## [Task set]
1. In the commentary on Jeremiah 31:31-34, on which mountain was the old covenant made?
2. Render this sentence from the commentary on Jeremiah 31:31-34 in Spanish: "The Law will remain as the norm for living as God's people."
3. Pick up the commentary on Jeremiah 31:31-34 after its final sentence and keep writing.
— begin Text —
Reformation Day

The book of Jeremiah is dominated by doom and gloom, condemning the people of Judah for their great sin and announcing the imminent destruction of the nation and the exile to Babylon that would come in 587 BCE.

October 25, 2009

First Reading
View Bible Text

Commentary on Jeremiah 31:31-34



The book of Jeremiah is dominated by doom and gloom, condemning the people of Judah for their great sin and announcing the imminent destruction of the nation and the exile to Babylon that would come in 587 BCE.

A Diamond in the Rough
In the midst of this dark valley of despair and judgment in the book of Jeremiah, however, a dense cluster of promise oracles concentrated in Jeremiah 30-33 radiate like a dazzling diamond. They radiate with bright promises of hope, comfort and restoration. These four chapters proclaim that after the judgment of exile is over, God will indeed bring God’s people back to the land of Judah and restore them as a new and faithful people once again. The new covenant passage from Jeremiah 31:31-34 is a key element of a new future that only God can create. “The days are surely coming, says the LORD, when I will make a new covenant with the house of Israel and the house of Judah” (Jeremiah 31:31).

The Old Covenant
God promises that this new covenant “will not be like the covenant I made with their ancestors” (Jeremiah 31:32). The old covenant was the one made on Mount Sinai after God had led the people out of the slavery of Egypt (Exodus 24:7-11). Its basis was the Law, the Ten Commandments written on stone (Exodus 20:1-17), which parents were to teach diligently to their children (Deuteronomy 6:4-9). Some features of the old will remain. God will continue to be the initiator of the covenant rooted in God’s gracious action on behalf of the people (Exodus 20:2; Deuteronomy 9:3-5). The Law will remain as the norm for living as God’s people. The goal will be the same: to love God and to love neighbor as God’s chosen people in the world (Exodus 19:5-6; Leviticus 19:18; Deuteronomy 6:5).

The New Covenant: A Re-Written Heart
What then is new about the “new” covenant? First, the new covenant involves a surgical procedure, re-writing the human heart. The biblical understanding of the “heart” is that it is the center of human intellect and will, knowing what is right and having the desire to do it. Under the old covenant, the Ten Commandments were written on tablets of stone and posted for all to see (Exodus 24:12).

The trouble with such external guidelines is our old heart’s desire to resist them as outside interference and imposition upon our own internal yearnings to go our own way. The old heart, Jeremiah proclaimed, is deeply engraved with an evil inclination to rebel against God and God’s law: “the sin of Judah is written with a pen of iron, with a point of diamond it is engraved on the tablet of the heart” (Jeremiah 17:1).

Jeremiah promises that God will replace this deeply engraved sinful heart with a new heart engraved with God’s law, written in God’s own handwriting (Jeremiah 31:33; see Ezekiel 36:26 for a similar image). People will obey not because they are supposed to obey but because they naturally want to obey. Obedience will become habitual and second-nature. We will love God and neighbor just for the fun of it, often without even realizing what we are doing. “Lord, when was it that we saw you hungry and gave you food?” (Matthew 25:34-40).
— end Text —
— begin Information provided —
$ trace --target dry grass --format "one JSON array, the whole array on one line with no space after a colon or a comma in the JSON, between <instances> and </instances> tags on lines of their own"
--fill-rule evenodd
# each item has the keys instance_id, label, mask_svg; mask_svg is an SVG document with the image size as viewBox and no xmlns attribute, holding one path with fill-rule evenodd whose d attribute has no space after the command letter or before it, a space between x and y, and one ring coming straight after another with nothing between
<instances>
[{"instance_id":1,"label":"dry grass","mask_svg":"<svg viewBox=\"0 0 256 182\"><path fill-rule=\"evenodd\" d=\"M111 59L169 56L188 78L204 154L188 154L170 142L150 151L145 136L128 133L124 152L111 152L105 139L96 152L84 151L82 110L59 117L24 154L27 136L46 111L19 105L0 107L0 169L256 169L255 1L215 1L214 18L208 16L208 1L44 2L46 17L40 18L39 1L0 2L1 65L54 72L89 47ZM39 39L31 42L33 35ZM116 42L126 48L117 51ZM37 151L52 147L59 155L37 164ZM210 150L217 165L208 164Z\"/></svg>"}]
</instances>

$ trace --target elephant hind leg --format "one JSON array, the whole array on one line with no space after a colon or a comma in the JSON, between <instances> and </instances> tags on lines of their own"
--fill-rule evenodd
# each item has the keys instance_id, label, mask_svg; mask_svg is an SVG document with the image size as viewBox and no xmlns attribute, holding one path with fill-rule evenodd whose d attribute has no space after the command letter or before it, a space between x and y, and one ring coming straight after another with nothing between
— end Information provided —
## [Expected responses]
1. Mount Sinai

2. La Ley seguirá siendo la norma para vivir como pueblo de Dios.

3.
The New Covenant: No More Sunday School!
A second element in the new covenant is the elimination of religious education: “No longer shall they teach one another, or say to each other, ‘Know the LORD,’ for they shall all know me, . . . says the LORD” (Jeremiah 31:34). The old covenant stressed one person teaching the faith to another (Deuteronomy 6:7). The new covenant stresses God’s action in getting inside our hearts and reprogramming our words, actions, habits and feelings to conform naturally to become the faithful servants of God we were created to be.

Of course, we still have religious education programs in our congregations. The church remains a people on the way but not yet fully there. But one day we will not need human teachers to mediate God’s growth (1 Corinthians 3:6). In the interim, however, we require creative and energetic teachers and preachers to be instruments of God’s work of making disciples of all nations (Matthew 28:19).

The New Covenant: Forgiveness in a New Key
A third important item in God’s new covenant is a generous forgiveness that wipes the slate of the past totally clean. From the least to the greatest, “I will forgive their iniquity, and remember their sin no more” (Jeremiah 31:34). We often place tight limits on forgiveness, just as Peter asked Jesus how many times we forgive those who wrong us–“seven times?” Jesus, reflecting a new covenant kind of forgiveness corrected Peter, “No…seventy times seven” (Matthew 18:22). This forgiveness is generous and extended to all, from the wretched and despised to the great and the honored.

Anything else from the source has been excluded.